本文 ->
見出し画像

鷹の台の「フランソワ」なんて少女漫画に出てきそうな洋食店で食べるナポリタン。〈フランソワ_小平市小川町〉

このあたりの学生たちの胃袋を鷲掴みにしてきたんだろうな定食がならぶ喫茶店のようでもあるコーヒー&キッチンで、ナポリタンを食べて悦に入っていたら悲しいお知らせを最後に聞いた話。

鷹の台で打ち合わせを終えてお昼をどこで食べようと考える。あそことこことふられ、そうだずっと気になっていたあそこに行ってみようと自転車を走らせた。

たかの街道の西の端。創価高校と白梅学園高校と朝鮮大学校に挟まれる、上水公園の前の三軒長屋の真ん中にあるコーヒー&キッチン。この少し先には武蔵野美術大学がある静かな学生街。

たぶんずっとこの場所でこのあたりの学生たちのお腹を満たしてきた。そんな景色が目に浮かぶ年季が滲む外観。そして、その隣にも寄り添うようにレストランがある。

「キャンディ」と「フランソワ」。少女漫画のようなんてずっとこの道を通るたびに思ってた。その「フランソワ」のほう。

赤い文字で小さくopenの札が掛かる白い扉を開けると目の前に階段。2階もあるのかなんて思いを巡らせながら誰もいない店内の窓際の席に座る。

お母さんがいらっしゃいませとお冷を運んできてくれた。

記録 ->
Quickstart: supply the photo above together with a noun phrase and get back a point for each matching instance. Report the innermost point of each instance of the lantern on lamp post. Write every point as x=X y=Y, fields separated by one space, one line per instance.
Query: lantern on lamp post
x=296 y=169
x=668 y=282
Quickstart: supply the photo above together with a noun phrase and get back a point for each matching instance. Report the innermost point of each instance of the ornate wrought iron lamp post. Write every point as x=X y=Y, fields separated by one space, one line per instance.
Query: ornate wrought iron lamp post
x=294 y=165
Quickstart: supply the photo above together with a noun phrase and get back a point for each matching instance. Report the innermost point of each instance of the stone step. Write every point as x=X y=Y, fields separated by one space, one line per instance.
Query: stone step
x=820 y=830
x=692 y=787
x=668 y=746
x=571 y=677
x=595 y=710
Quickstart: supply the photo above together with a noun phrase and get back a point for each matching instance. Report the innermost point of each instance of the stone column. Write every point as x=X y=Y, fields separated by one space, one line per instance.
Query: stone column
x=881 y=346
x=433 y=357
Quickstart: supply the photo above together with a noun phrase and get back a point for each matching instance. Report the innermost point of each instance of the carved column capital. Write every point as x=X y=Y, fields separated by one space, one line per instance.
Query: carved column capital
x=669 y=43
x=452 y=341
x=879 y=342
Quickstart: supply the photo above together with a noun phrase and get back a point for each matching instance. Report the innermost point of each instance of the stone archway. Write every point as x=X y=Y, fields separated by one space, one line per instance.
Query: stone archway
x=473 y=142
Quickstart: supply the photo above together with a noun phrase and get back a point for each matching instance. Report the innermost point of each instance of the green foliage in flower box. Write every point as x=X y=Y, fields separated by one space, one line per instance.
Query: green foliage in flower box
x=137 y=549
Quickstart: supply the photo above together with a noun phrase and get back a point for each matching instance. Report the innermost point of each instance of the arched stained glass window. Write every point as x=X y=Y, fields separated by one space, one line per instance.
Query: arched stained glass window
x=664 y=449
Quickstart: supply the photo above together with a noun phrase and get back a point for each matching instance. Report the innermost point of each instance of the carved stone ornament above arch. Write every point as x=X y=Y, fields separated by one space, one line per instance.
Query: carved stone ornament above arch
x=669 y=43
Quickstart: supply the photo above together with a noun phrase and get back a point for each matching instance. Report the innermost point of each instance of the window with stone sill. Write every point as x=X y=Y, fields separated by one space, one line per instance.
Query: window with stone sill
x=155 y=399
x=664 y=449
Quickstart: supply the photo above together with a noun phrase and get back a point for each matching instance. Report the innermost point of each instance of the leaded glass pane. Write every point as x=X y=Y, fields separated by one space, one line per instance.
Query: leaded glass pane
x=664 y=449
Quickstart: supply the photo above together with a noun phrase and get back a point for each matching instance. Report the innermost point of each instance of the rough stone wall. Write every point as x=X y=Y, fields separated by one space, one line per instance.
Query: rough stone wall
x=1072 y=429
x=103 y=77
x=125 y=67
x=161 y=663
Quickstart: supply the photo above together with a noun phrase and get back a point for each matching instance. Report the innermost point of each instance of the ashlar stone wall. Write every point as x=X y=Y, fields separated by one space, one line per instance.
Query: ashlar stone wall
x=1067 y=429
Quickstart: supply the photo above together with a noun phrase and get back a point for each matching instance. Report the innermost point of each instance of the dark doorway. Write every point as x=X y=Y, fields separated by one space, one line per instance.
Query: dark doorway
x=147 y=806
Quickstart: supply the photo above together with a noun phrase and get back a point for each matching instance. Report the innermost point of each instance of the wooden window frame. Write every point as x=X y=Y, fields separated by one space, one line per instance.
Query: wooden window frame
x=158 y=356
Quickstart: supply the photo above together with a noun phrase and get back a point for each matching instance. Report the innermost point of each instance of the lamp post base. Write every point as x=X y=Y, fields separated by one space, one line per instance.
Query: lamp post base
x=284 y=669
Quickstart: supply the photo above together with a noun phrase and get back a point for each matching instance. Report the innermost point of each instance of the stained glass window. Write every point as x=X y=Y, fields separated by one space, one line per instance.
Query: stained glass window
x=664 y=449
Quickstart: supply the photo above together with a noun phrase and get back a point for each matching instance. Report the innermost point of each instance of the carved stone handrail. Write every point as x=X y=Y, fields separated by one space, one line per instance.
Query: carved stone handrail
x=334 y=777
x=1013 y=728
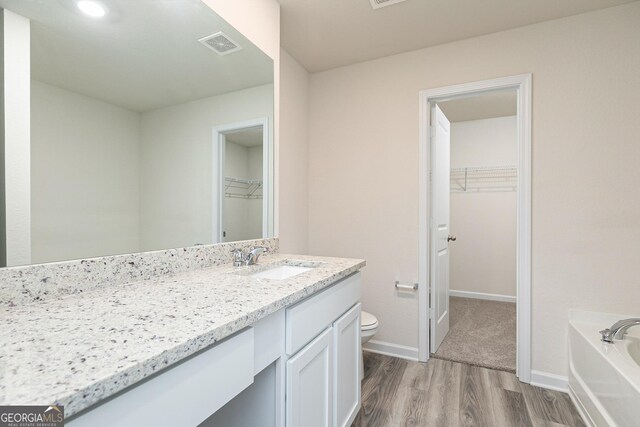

課題 -> 上にある、フランソワでナポリタンを食べた話の本文を、最後の文のあとから書き継いでください。

課題の答え ->
メニューを眺めると、学生の胃袋を鷲掴みするような、ずらと並ぶ定食のメニューに圧倒される。クリームコロッケから始まり、メンチカツ、白身魚フライ、ベーコンエッグ、エビカツ、ハンバーグ…と50種類以上ある。チキンとポークとビーフのそれぞれに、ピラフやカレーにパスタとサンドなどなどと。

悩む。うん、悩む。

ゆっくりとお腹と相談する。ベーコンエッグも気になるけど、まず初めましてのお店ではほぼ二択。白身魚フライかナポリタン。頭の中でじゃんけんをして、あいこ三回でナポリタンが勝った。

お母さんにナポリタンと注文すると厨房に向かいナポリタンです。おもむろに黒いコック服を着るお父さんが動き出す。

使い込まれたテーブルと椅子、微かに油が粒々と散る白のサッシからやわらかに日が差し込む店内。花柄の赤いカーペットがその当時の息吹を感じさせる。 

少しして入ってきた学生さんが、いいねここと盛り上がっている。どこで知ったのなんて会話しながら。ツイッターでなんて聞こえてきた。チキンカツとポークカツと若者らしいチョイス。

そんな会話に聞き耳を立てていたら、静かに流れるテレビに交じり、厨房から聞こえてくる炒めの音。仄かにケチャップの匂いが店内に漂うが鼻に届いてお腹がグーっと鳴る。

お待たせしましたと、白く湯気を立てるナポリタンが届く。千切りのキャベツの上に胡瓜が三枚並んでサウザンドレッシングがかかるがワンプレートに寄り添うナポリタン。

うん、おいしそう。

スプーンとフォークを使いくるくるとして、立ち上がる湯気とともに頬張ると、しっかりとケチャップがからむもっちりとした1.8㎜くらいのスパゲティ。口の中に広がるケチャップの酸味と絶妙なスパゲティの湯で具合の嚙み心地。

うん、おいしいと自然とこぼれる心の声。

脇を固めるハムと玉ねぎとピーマンの食感がナポリタンを食べているの実感を加速させる。サウザンとケチャップが交じるキャベツがいい感じ。

くるくると巻いて頬張るしあわせ。ケチャップの先に見える景色はどこ。なんて悦に入っていたら、隣の若人に届くカツたち。

ソースをかけて頬張る彼が、「あ、旨っ!」と声を漏らす。うん、たしかに横目で見る君たちのカツは旨そうだ。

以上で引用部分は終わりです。